READING PASSAGE:
·····
Time Out of Mind won a Grammy for Album of the Year in 1998 and earned Dylan his best reviews since the Seventies, but Dylan and producer Daniel Lanois had differing visions for the album and its birth was very laborious. “It got off the tracks more than a few times, and people got frustrated,” Dylan told Rolling Stone in 2001. “I felt extremely frustrated, because I couldn’t get any of the uptempo songs that I wanted.”

A small army of studio musicians worked on the record at Criteria Studio in Miami, Florida throughout late 1996 and into 1997, and there were handful of outtakes on the 2008 Bootleg Series Tell Tale Signs, but there’s still many recordings from the sessions that have never been heard by the public. That makes a Bootleg Series devoted solely to the album a tantalizing prospect to fans.

There’s no firm timeline for the Bootleg Series after Time Out of Mind, but a box centering around Dylan’s pre-fame recordings in New York City and Minneapolis will happen at some point. “We very much want to do that,” says the source. “Very, very, very much. We’re going to do that.”
·····
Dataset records
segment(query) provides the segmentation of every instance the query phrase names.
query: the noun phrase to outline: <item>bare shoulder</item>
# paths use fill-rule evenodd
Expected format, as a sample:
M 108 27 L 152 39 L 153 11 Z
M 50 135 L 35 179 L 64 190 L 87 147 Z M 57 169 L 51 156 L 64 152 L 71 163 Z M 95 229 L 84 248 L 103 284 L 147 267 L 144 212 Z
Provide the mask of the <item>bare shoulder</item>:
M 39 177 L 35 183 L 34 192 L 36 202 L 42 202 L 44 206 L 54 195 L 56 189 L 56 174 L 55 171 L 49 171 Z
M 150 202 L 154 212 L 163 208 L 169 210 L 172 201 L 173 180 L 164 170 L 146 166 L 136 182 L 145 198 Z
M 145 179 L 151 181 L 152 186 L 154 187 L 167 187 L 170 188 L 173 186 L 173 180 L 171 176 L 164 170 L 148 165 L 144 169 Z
·····
PROBLEMS AND TASKS:
a - Please copy the Time Out of Mind passage from "A small army" to "prospect to fans.", renaming "Criteria Studio" to "Criteria Recording Studios".
b - Shorten the paragraph of the Time Out of Mind passage that begins "There's no firm timeline" and keep its main facts.
Work from the Time Out of Mind passage alone.

RESPONSE LIST:
a -
A small army of studio musicians worked on the record at Criteria Recording Studios in Miami, Florida throughout late 1996 and into 1997, and there were handful of outtakes on the 2008 Bootleg Series Tell Tale Signs, but there’s still many recordings from the sessions that have never been heard by the public. That makes a Bootleg Series devoted solely to the album a tantalizing prospect to fans.

b - The Bootleg Series has no firm timeline after Time Out of Mind. A box built around Dylan's pre-fame recordings in New York City and Minneapolis will come out eventually. A source says they very much want to do it and will.